■ **TASK PROMPT**
Reproduce the entries that follow exactly. No picture should appear in the result.

BEGIN DATA FOR THIS EXERCISE

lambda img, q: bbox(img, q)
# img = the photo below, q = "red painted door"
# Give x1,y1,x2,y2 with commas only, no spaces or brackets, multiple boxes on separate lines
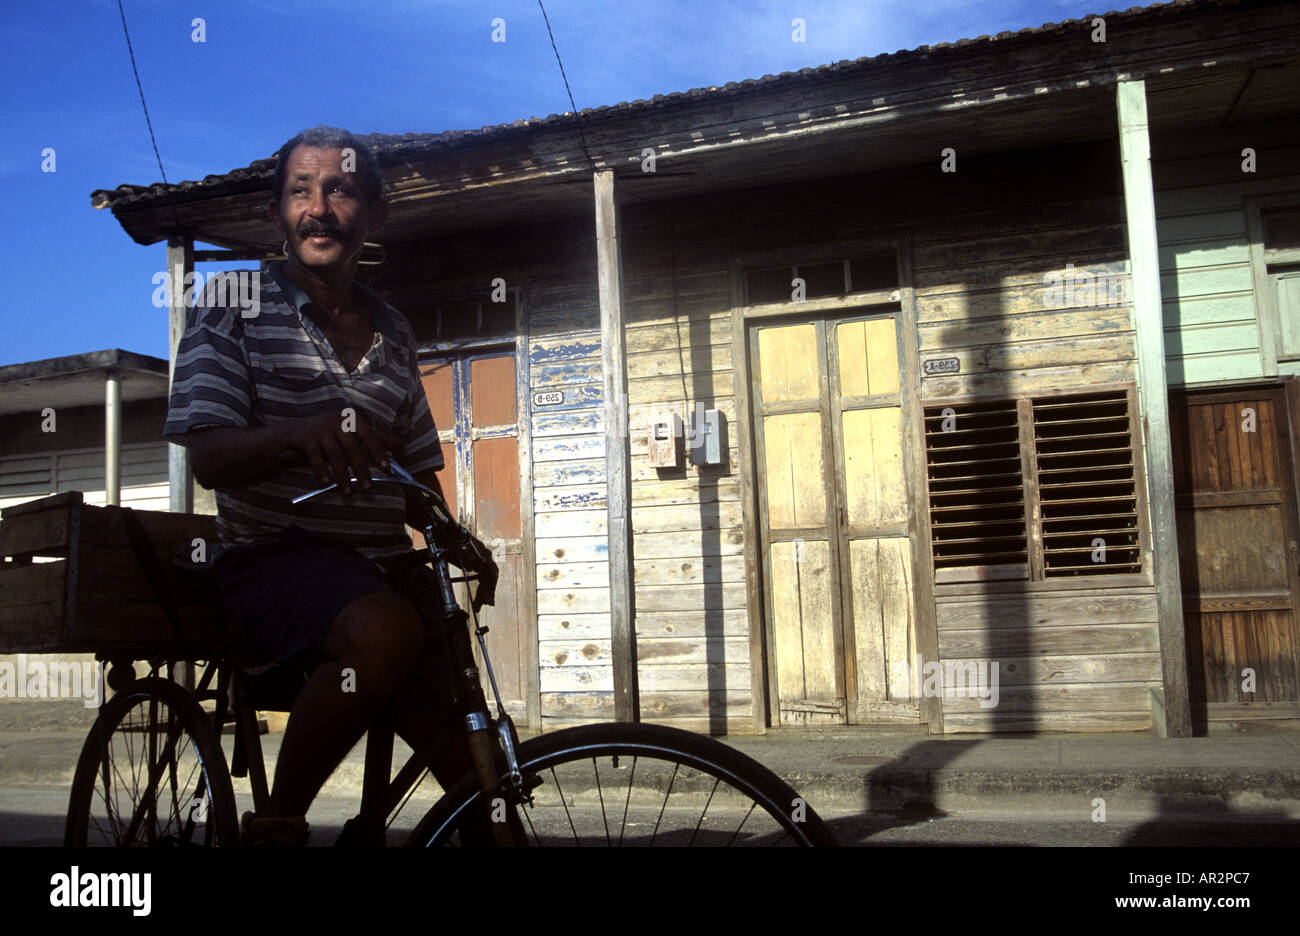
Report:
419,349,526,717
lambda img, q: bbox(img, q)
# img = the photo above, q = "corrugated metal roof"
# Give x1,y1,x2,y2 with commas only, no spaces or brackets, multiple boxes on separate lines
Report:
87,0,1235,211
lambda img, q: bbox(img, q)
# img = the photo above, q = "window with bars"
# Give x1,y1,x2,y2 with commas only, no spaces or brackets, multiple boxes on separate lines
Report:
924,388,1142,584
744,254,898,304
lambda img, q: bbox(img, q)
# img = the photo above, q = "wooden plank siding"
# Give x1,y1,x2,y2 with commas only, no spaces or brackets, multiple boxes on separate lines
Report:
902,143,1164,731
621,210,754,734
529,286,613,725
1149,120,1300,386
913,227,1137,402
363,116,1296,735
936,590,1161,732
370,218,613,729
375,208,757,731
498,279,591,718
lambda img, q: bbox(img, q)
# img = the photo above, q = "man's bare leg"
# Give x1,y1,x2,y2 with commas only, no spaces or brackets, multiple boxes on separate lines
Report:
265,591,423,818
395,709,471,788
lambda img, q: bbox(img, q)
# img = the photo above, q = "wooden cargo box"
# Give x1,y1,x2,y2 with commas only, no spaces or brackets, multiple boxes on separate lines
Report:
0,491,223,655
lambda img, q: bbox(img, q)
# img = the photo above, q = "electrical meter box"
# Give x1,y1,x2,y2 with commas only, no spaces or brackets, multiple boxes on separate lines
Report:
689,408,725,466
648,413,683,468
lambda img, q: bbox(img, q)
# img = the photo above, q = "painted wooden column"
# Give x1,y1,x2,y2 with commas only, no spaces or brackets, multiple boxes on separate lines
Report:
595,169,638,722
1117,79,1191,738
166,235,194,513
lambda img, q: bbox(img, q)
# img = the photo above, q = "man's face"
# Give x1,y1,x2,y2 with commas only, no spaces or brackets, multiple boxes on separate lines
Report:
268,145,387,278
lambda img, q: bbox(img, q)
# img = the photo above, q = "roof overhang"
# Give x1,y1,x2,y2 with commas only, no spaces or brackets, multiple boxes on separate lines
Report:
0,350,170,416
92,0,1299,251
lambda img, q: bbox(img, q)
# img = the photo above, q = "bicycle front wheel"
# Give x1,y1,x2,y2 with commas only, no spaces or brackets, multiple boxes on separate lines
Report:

END DATA FOR THIS EXERCISE

■ **ANSWER BOX**
lambda img, q: bbox(img, q)
# img = the photo below, q = "red painted door"
# Give x1,y1,x2,y2 with commas only, no spaces or brackets, multiple boxes on separate lines
Report:
419,349,526,717
lambda img, q: bbox(img, q)
# img = the photo above, q = "corrugated metal roof"
# Give x1,y1,x2,y2 with commas only, no spaces or brackets, multiple boxes on separate lines
Report:
87,0,1235,211
lambda img, q: bbox(img, q)
# img = the photo above, q = "window with bars"
# Give x1,y1,x2,y2 with commas only, no spaces or brackets, multiple boxes on separate lines
Report:
924,388,1142,584
744,254,898,304
lambda img, q: bbox(img, q)
# img = the photo above, q = "wooden plank siding"
# Give x1,y1,x2,y2 with commas only, no spaces or brackets, multiple boxes on separate lines
Report:
902,143,1164,731
621,210,754,734
529,286,613,725
1149,120,1300,386
913,227,1137,402
363,116,1296,735
936,590,1161,732
370,218,613,729
375,208,757,731
498,279,591,718
lambda img, q: bbox(img, q)
# img = the photo above, q = "man's bare leg"
# Give x1,y1,x2,y2 with commas only, no spaces or brackets, multiple boxes on separate lines
Report:
265,591,423,818
395,709,471,788
lambda img, q: bbox(img, q)
# img = the photo above, q = "wooden cargo box"
# Give x1,y1,x2,y2 with commas only, no spaces or brackets, multiple boxes on separate lines
Report:
0,491,223,655
lambda img, q: bbox(img, q)
# img = the photo above, q = "electrical meter box"
# Give x1,y1,x2,y2 with commas only, no spaces or brackets, multiple boxes on separate lines
Report:
689,408,725,466
648,413,683,468
lambda img, q: bbox(img, q)
# img = the photo above, q = "painted wooden column"
# Give x1,y1,x2,y2 with commas only, no spaces or brackets, multiple boxes on separate lines
Report:
595,169,638,722
1117,79,1191,738
166,235,194,513
lambda img, q: bbox(img, q)
# img = the photo above, q = "man's face"
# Give x1,y1,x2,y2 with commas only, no spaces or brackets, multiple boxes on separate lines
Report:
268,145,387,278
lambda img, q: bbox(img, q)
# img = the photo above, q = "roof overhang"
# Give x1,y1,x2,y2 with commas only, no spaces or brackets, multiple boxes on separate lines
Report:
0,350,170,416
92,0,1299,251
lambda img, q: bbox(img, q)
# img = the photo above, q = "bicycle front wheel"
# Give x1,y1,x2,y2 with commas only, no spaces or brackets, multiple boxes on separate lines
Report:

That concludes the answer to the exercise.